Print all the data, keeping every line exactly as it is.

> _Data rows_:
==========
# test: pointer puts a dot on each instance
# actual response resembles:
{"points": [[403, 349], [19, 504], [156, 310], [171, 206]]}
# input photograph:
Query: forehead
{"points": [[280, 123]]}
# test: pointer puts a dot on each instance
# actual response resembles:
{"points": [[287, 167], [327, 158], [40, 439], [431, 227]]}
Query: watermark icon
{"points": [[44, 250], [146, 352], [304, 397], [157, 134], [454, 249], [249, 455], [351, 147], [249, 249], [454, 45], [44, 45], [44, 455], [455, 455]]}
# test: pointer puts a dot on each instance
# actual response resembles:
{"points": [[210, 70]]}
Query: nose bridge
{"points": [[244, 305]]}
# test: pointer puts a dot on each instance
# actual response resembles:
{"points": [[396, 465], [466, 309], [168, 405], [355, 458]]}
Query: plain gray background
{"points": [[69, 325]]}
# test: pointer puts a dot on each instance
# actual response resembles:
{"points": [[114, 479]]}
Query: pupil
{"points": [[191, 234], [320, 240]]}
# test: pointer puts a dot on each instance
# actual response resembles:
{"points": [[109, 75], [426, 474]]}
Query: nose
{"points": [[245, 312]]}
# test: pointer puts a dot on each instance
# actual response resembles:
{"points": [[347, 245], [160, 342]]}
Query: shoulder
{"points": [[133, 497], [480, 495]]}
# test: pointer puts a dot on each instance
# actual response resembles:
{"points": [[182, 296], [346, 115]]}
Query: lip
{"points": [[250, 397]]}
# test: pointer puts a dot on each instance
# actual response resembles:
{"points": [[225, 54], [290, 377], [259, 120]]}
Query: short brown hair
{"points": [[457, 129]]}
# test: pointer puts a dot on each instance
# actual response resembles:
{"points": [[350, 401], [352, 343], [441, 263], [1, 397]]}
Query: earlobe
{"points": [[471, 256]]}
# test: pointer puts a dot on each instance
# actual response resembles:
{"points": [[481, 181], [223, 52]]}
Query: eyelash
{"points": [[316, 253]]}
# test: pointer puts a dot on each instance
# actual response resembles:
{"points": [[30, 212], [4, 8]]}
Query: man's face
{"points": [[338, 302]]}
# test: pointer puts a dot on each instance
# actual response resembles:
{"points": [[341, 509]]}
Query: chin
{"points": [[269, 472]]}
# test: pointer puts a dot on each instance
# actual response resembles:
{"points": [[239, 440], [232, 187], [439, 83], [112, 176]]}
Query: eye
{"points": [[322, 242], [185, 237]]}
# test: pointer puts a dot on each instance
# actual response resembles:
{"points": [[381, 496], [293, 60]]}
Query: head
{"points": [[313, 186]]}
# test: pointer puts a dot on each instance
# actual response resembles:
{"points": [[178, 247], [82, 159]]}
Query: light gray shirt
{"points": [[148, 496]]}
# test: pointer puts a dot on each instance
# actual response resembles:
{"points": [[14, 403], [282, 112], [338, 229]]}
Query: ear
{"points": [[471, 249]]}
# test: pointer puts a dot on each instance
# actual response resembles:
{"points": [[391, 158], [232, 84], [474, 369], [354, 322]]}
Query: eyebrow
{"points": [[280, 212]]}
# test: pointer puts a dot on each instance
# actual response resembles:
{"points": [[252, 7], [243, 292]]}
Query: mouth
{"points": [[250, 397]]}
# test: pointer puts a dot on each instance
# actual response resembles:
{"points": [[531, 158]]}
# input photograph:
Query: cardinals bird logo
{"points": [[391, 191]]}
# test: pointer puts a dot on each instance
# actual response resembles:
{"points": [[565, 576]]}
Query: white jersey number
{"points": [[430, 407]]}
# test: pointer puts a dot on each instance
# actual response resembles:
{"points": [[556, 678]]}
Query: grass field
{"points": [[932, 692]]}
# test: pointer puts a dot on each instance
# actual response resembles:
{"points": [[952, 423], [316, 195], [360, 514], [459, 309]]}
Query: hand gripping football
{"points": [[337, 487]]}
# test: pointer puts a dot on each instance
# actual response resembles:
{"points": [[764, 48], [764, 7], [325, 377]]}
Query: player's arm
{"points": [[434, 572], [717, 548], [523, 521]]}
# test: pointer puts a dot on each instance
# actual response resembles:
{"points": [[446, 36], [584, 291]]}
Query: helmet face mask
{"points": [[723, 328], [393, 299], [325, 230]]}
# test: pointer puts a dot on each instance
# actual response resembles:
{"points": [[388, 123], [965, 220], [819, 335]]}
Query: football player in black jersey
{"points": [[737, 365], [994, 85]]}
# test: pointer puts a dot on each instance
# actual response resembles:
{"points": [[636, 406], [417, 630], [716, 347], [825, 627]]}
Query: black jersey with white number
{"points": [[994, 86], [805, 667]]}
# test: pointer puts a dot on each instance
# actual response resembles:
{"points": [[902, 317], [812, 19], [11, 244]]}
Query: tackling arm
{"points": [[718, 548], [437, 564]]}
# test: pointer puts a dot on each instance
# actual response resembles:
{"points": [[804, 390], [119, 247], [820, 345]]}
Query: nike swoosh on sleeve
==========
> _Response below_:
# test: pointer puts a dot on each instance
# actual response resembles:
{"points": [[403, 349], [19, 504], [156, 310], [171, 206]]}
# input photograph:
Query: forehead
{"points": [[280, 123]]}
# test: pointer puts a dot on each instance
# actual response resembles:
{"points": [[287, 167], [327, 158], [40, 439], [431, 227]]}
Query: watermark icon
{"points": [[44, 250], [146, 352], [304, 397], [157, 134], [454, 249], [249, 455], [351, 147], [249, 249], [454, 45], [44, 45], [44, 455], [455, 455]]}
# test: pointer puts a dot on each instance
# actual response resembles:
{"points": [[210, 70]]}
Query: nose bridge
{"points": [[244, 305]]}
# test: pointer puts a dot on each instance
# actual response resembles:
{"points": [[396, 465], [466, 309], [168, 405], [355, 458]]}
Query: plain gray background
{"points": [[69, 325]]}
# test: pointer puts a dot on each instance
# actual response resembles:
{"points": [[114, 479]]}
Query: pupil
{"points": [[191, 234], [320, 240]]}
# test: pointer puts a dot on each instance
# actual response resembles:
{"points": [[109, 75], [426, 474]]}
Query: nose
{"points": [[245, 312]]}
# test: pointer puts a dot on each instance
# actual response resembles:
{"points": [[347, 245], [160, 342]]}
Query: shoulder
{"points": [[133, 497], [480, 495]]}
# test: pointer puts a dot on each instance
# actual response resembles:
{"points": [[182, 296], [346, 115]]}
Query: lip
{"points": [[250, 397]]}
# test: pointer puts a dot on each instance
# actual response resembles:
{"points": [[225, 54], [290, 377], [259, 120]]}
Query: short brown hair
{"points": [[457, 129]]}
# test: pointer puts a dot on each instance
# actual response resembles:
{"points": [[350, 401], [352, 343], [441, 263], [1, 397]]}
Query: earlobe
{"points": [[471, 256]]}
# test: pointer puts a dot on each instance
# actual response resembles:
{"points": [[481, 181], [223, 52]]}
Query: eyelash
{"points": [[316, 253]]}
# test: pointer puts a dot on each instance
# actual response resembles:
{"points": [[30, 212], [4, 8]]}
Query: man's face
{"points": [[338, 302]]}
# test: pointer puts a dot on each instance
# actual response resembles:
{"points": [[341, 509]]}
Query: chin
{"points": [[269, 472]]}
# test: pointer puts a dot on each instance
# actual response resembles:
{"points": [[239, 440], [232, 187], [439, 83], [112, 176]]}
Query: eye
{"points": [[322, 242], [185, 237]]}
# test: pointer puts a dot on each instance
# actual response resembles:
{"points": [[381, 496], [293, 60]]}
Query: head
{"points": [[313, 186]]}
# test: pointer puts a dot on each instance
# actual response resembles:
{"points": [[178, 247], [82, 159]]}
Query: light gray shirt
{"points": [[148, 496]]}
# test: pointer puts a dot on each instance
# actual response resembles:
{"points": [[14, 403], [282, 112], [338, 229]]}
Query: ear
{"points": [[471, 249]]}
# test: pointer puts a dot on each instance
# actual response resembles:
{"points": [[391, 158], [232, 84], [474, 369], [354, 322]]}
Query: eyebrow
{"points": [[280, 212]]}
# test: pointer puts a dot on each instance
# actual response resembles:
{"points": [[252, 7], [243, 292]]}
Query: mouth
{"points": [[250, 397]]}
# test: pointer puts a dot on each instance
# actual response resembles:
{"points": [[531, 158]]}
# input photograph:
Query: cardinals bird logo
{"points": [[391, 191]]}
# test: pointer puts a dot on each instance
# actual response resembles:
{"points": [[565, 576]]}
Query: white jersey number
{"points": [[430, 407]]}
# test: pointer puts a dot on each instance
# actual response resembles:
{"points": [[556, 678]]}
Query: grass field
{"points": [[932, 692]]}
# test: pointer puts a dot on each instance
# actual response resembles:
{"points": [[952, 423], [316, 195], [360, 514], [459, 309]]}
Query: hand gripping football
{"points": [[337, 487]]}
# test: pointer puts a dot on each instance
# actual response resembles:
{"points": [[764, 48], [764, 7], [325, 377]]}
Query: player's arm
{"points": [[434, 572], [717, 548], [523, 521]]}
# test: pointer puts a dot on each instance
# actual response resembles:
{"points": [[446, 36], [584, 291]]}
Query: helmet face mask
{"points": [[723, 328], [393, 299], [325, 230]]}
# test: pointer puts a dot on each instance
# actual response resembles:
{"points": [[388, 123], [965, 220], [819, 335]]}
Query: football player in black jersey
{"points": [[737, 365], [994, 85]]}
# test: pointer puts a dot on each instance
# actual response resembles:
{"points": [[636, 406], [417, 630], [716, 347], [825, 627]]}
Query: black jersey with white number
{"points": [[994, 86], [805, 667]]}
# test: pointer puts a dot on each instance
# actual response resembles:
{"points": [[902, 317], [812, 19], [11, 244]]}
Query: tackling arm
{"points": [[718, 548], [437, 564]]}
# test: pointer puts a dot on each instance
# actual response resembles:
{"points": [[804, 390], [119, 247], [820, 345]]}
Query: nike swoosh on sleeve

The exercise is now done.